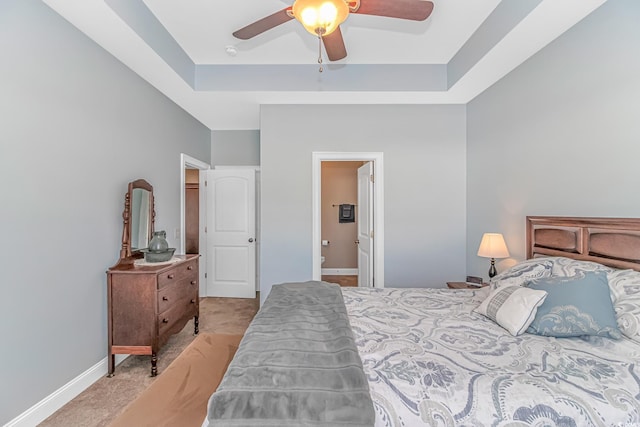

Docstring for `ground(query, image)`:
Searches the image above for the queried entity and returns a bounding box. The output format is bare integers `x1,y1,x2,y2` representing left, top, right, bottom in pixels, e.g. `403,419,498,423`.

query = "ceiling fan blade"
233,7,293,40
322,27,347,61
354,0,433,21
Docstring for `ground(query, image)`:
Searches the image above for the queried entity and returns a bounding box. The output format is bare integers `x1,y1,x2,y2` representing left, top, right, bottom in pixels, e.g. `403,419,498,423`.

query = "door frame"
179,153,211,295
311,151,384,288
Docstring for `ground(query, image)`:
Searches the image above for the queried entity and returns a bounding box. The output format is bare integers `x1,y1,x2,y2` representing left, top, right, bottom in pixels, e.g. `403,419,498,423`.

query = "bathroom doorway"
320,161,365,286
312,152,384,288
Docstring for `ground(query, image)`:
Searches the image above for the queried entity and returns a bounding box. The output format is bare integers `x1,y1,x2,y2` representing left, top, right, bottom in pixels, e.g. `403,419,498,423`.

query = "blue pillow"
527,271,622,339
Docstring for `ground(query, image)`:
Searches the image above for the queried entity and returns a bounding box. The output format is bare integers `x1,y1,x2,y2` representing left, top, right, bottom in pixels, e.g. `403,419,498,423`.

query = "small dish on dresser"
140,248,176,262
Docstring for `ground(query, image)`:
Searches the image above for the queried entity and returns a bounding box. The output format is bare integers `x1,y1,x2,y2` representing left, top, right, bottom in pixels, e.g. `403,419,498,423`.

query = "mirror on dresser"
107,179,200,376
120,179,155,262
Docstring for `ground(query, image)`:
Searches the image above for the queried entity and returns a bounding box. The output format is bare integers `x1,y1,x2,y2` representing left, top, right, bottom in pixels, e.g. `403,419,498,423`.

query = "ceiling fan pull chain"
318,34,323,73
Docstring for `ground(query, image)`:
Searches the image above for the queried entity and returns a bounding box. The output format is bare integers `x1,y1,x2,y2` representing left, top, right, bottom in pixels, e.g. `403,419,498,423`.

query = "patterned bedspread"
343,288,640,427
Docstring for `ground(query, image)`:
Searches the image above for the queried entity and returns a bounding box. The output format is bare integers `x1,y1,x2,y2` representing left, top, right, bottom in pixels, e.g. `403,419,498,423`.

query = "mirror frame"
120,179,156,260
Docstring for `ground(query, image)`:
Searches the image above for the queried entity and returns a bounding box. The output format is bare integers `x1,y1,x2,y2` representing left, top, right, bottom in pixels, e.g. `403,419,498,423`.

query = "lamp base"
489,258,498,279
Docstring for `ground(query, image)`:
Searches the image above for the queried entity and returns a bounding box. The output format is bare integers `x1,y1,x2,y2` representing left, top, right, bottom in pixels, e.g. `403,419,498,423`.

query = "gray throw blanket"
207,282,375,427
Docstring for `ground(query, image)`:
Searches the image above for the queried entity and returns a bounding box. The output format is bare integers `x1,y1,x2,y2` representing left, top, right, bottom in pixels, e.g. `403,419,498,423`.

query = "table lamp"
478,233,509,278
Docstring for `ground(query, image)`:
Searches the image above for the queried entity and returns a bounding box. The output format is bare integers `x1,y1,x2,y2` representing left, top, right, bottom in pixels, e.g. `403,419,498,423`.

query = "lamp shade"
291,0,349,36
478,233,509,258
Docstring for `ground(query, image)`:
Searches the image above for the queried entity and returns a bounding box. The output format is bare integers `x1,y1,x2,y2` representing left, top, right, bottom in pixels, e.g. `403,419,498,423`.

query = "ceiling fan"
233,0,433,63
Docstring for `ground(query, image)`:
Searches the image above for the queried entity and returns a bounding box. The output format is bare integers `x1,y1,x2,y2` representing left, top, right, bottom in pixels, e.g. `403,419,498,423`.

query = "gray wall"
467,0,640,278
0,0,210,424
211,130,260,166
260,105,466,299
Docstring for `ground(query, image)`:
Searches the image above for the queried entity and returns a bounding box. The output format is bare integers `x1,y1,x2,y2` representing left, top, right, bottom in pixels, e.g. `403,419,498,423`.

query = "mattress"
342,288,640,427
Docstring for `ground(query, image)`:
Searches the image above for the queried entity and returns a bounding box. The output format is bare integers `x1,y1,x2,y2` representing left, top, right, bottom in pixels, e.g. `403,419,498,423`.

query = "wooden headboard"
527,216,640,271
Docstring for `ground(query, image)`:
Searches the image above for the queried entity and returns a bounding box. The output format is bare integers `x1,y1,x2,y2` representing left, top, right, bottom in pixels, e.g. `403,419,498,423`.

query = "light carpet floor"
39,298,259,427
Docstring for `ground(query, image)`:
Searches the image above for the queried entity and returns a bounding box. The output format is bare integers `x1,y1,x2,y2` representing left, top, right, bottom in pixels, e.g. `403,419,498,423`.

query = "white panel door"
206,169,256,298
356,162,374,288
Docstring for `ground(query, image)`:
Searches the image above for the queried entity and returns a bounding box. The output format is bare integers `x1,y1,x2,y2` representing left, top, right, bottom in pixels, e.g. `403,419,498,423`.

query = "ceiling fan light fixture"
291,0,349,36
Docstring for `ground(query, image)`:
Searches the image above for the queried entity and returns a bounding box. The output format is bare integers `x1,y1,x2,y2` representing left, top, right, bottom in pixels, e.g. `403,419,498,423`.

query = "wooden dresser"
107,255,200,376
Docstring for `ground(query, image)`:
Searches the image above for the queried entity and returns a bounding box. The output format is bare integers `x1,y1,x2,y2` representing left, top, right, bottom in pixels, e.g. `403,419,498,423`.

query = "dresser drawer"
158,277,198,313
158,258,198,289
158,297,198,336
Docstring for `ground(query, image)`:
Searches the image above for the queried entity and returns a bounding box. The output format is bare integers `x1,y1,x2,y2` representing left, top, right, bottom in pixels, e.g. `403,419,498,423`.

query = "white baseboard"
321,268,358,276
4,354,129,427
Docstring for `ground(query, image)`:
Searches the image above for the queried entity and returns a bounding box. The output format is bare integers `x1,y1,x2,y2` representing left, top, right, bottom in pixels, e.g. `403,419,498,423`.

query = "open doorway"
320,161,365,286
312,152,384,287
178,153,210,296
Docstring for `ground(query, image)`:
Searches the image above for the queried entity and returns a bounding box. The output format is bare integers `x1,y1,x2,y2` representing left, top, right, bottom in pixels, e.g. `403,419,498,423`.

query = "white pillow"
550,257,614,277
474,286,547,336
607,270,640,343
489,258,553,289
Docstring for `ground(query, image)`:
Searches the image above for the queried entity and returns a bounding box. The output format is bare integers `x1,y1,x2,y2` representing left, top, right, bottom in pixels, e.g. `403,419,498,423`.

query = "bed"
203,217,640,427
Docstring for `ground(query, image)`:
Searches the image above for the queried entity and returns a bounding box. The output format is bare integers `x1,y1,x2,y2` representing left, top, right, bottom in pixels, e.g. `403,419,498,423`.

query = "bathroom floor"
322,275,358,287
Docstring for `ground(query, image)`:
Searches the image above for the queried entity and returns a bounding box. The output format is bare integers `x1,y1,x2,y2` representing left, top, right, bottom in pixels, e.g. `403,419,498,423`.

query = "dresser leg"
151,353,158,377
107,352,116,378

**Prompt:**
Rewrite all of the data above, changing every instance of "bounding box" to "rectangle" and leaving everything else as it is. Omit the pictures from your answer.

**Solution to this exercise:**
Docstring for `ground(query, image)`:
Searches the image above for the queried entity and returns a rectangle. The output format is bare integers `x1,y1,x2,y2` representing left, top, right, bottom in pixels, e.g. `403,419,498,423`.

query = "ceiling fan blade"
233,7,293,40
322,27,347,61
354,0,433,21
Docstring for `ground(query, image)`:
Searches the image above for the queried entity and returns a rectangle. The output format is bare integers `x1,y1,x2,y2` representing left, top, right, bottom in pixels, e.g. `403,419,498,423`.

query = "door frame"
179,153,211,295
311,151,384,288
Docstring for `ground(query, image)`:
Searches the image above for the queried entity and returns a rectangle. The output format is bare integers `x1,y1,x2,y2` representing left, top, right, bottom in pixels, e.g. `403,419,498,423`.

query = "bathroom doorway"
320,161,365,286
312,152,384,288
Docstring for `ground(query, image)`:
Searches the image above for the queried entity and returns a rectangle. The output format is bare integers `x1,y1,x2,y2` representing left, top, right, bottom in pixels, e.g. `403,419,498,423`.

query = "blue pillow"
527,271,622,339
Docstring for `ground(query, image)`:
Searches the image above for the queried entity and returns a rectangle. The output format is bare integers `x1,y1,x2,y2` representing left, top, right, bottom in pixels, e.g. `403,419,498,423`.

query = "small dish on dresser"
140,248,176,262
Docstring for `ground(query, image)`:
Searches the image above for the queried entity and returns a rectangle. The output format is bare integers `x1,y1,x2,y2` representing left, top, right, bottom in pixels, e.g. `403,419,498,423`.

query = "mirror on dresser"
107,179,200,376
120,179,155,262
Docstring for `ground(query, image)`:
Searches the image above for the queried entity and returns a rectangle. The output format is bare integers `x1,y1,x2,y2` representing left, top, right, bottom in pixels, e.g. `403,419,498,423`.

query = "ceiling fan pull chain"
318,34,323,73
Docstring for `ground(query, image)`:
Searches the image above for the queried entity and returns a rectangle. The output format is bare integers `x1,y1,x2,y2` representing left, top, right, bottom in pixels, e.g. `403,419,498,423`.

query = "patterned bedspread"
343,288,640,427
Docstring for `ground(query, image)`:
Searches the image above for the queried entity and returns a rectangle. The output format is bare integers `x1,y1,x2,y2` representing left, top, right, bottom in pixels, e.g. `403,419,498,423`.

query = "mirror frame"
120,179,156,260
Docstring for `ground(query, image)`:
Searches the image above for the queried entity and returns a rectangle. The output format is bare integers `x1,y1,x2,y2` representing left, top, right, bottom in pixels, e.g. `403,419,498,423`.

query = "lamp base"
489,258,498,279
Docstring for `ground(query, image)`:
Searches the image above for the queried entity and returns a rectangle. The output format is bare integers `x1,y1,x2,y2` representing left, top, right, bottom in pixels, e.g. `403,419,498,423`.

query = "gray throw blanket"
207,282,375,427
Docstring for `ground(query, image)`:
Searches the image above for the queried entity and returns a rectangle. The output format is bare integers `x1,y1,x2,y2` representing left, top, right, bottom in pixels, e.g. `403,419,498,423`.

query = "table lamp"
478,233,509,278
Docstring for `ground(query, image)`:
Searches the image above for the queried entity and returns a rectangle. The output format is bare integers `x1,y1,x2,y2` representing left, top, right, bottom in pixels, e.g. `403,419,498,423`.

query = "lamp shade"
291,0,349,36
478,233,509,258
Docstring for `ground(query, image)`:
Searches the image above for the queried entity and returns a rectangle. The output format is bare integers `x1,y1,x2,y2` representing left, top, right, bottom in pixels, e.g. `403,419,498,423`.

query = "ceiling fan"
233,0,433,63
Docstring for `ground(query, image)`:
Searches the image above for the queried entity and returns a rectangle. The output format is bare integers `x1,y1,x2,y2` representing left, top, right, bottom in pixels, e.g. `403,419,498,423`.

query = "gray wall"
467,0,640,278
0,0,210,424
211,130,260,166
260,105,466,299
Docstring for `ground(query, image)`:
Searches the image above for the queried entity and returns a rectangle. The output format is bare integers `x1,y1,x2,y2` representing left, top, right, bottom in pixels, e.g. `403,419,498,423`.

query = "mattress"
342,288,640,427
Docstring for `ground(query, image)`:
Searches the image above for the queried entity and returns a rectangle. The output format is bare integers `x1,y1,x2,y2` representing left, top, right, bottom in pixels, e.g. `403,419,498,423`.

query = "wooden headboard"
527,216,640,271
Docstring for `ground(query, image)`:
Searches the image above for the queried entity and returns a rectangle. The output format is bare integers `x1,y1,x2,y2` representing left, top, right, bottom in pixels, e.g. `403,419,498,423`.

query = "light carpet floor"
39,298,259,427
Docstring for `ground(query, image)`:
Searches the image above for the queried entity and returns a rectangle. The output format is bare integers `x1,y1,x2,y2` representing left, top, right, bottom in pixels, e.g. `403,419,498,423`.

query = "white panel door"
206,169,256,298
356,162,374,288
Docstring for `ground(query, image)`:
Searches the image above for the queried entity and returns a rectangle. The output format is bare integers `x1,y1,x2,y2` representing left, top, right, bottom in pixels, e.g. `403,419,498,423`.

query = "ceiling fan light fixture"
291,0,349,36
Docstring for `ground(query, image)`:
Searches the image above for the queried entity and returns a rectangle. The output format is bare integers `x1,y1,x2,y2` representing left, top, right, bottom in pixels, e.g. `403,419,498,423`.

query = "wooden dresser"
107,255,200,376
Docstring for `ground(query, image)`:
Searches the image above for the queried entity and returns a rectangle. The output format is bare integers `x1,y1,x2,y2` representing left, top, right, bottom in pixels, e.g. `403,419,498,423`.

query = "dresser drawer"
158,277,198,313
158,258,198,289
158,297,198,336
Docstring for `ground(query, image)`:
Searches the image above for the queried entity and returns a rectangle. The output format is bare integers `x1,y1,x2,y2` representing left, top, right, bottom in pixels, e.g. `403,419,498,423`.

query = "white baseboard"
321,268,358,276
4,354,129,427
Docstring for `ground(query, image)`:
Searches the image above for the queried entity and returns a rectangle. The output format is bare integers `x1,y1,x2,y2` representing left, top, right, bottom in pixels, e.g. `403,419,498,423`.

query = "open doorway"
320,161,365,286
312,152,384,287
178,153,210,296
Docstring for `ground(query, image)`:
Searches the image above for the queried entity and returns a rectangle. The output format is bare integers `x1,y1,x2,y2` representing left, top, right, bottom in pixels, e.g. `403,419,498,423`.

query = "white pillow"
550,257,614,277
474,286,547,336
607,270,640,343
489,258,553,289
Docstring for `ground(query, image)`:
Searches the image above for the queried entity and returns a rectangle. The output format is bare integers `x1,y1,x2,y2` representing left, top, right, bottom in pixels, e.g. `403,419,498,423`.

query = "bed"
203,217,640,427
Docstring for `ground(query, image)`:
Searches the image above for the queried entity and returns a rectangle. The output format is bare integers `x1,y1,x2,y2` representing left, top, right, bottom in pixels, e.g. `403,419,498,423`.

query = "bathroom floor"
322,275,358,287
Docstring for `ground(query, image)`:
Searches the image above for the queried entity and returns a rectangle. The output format is bare integers `x1,y1,x2,y2` representing left, top, right, bottom in pixels, e.g. `403,419,498,423`.

query = "dresser leg"
151,353,158,377
107,352,116,378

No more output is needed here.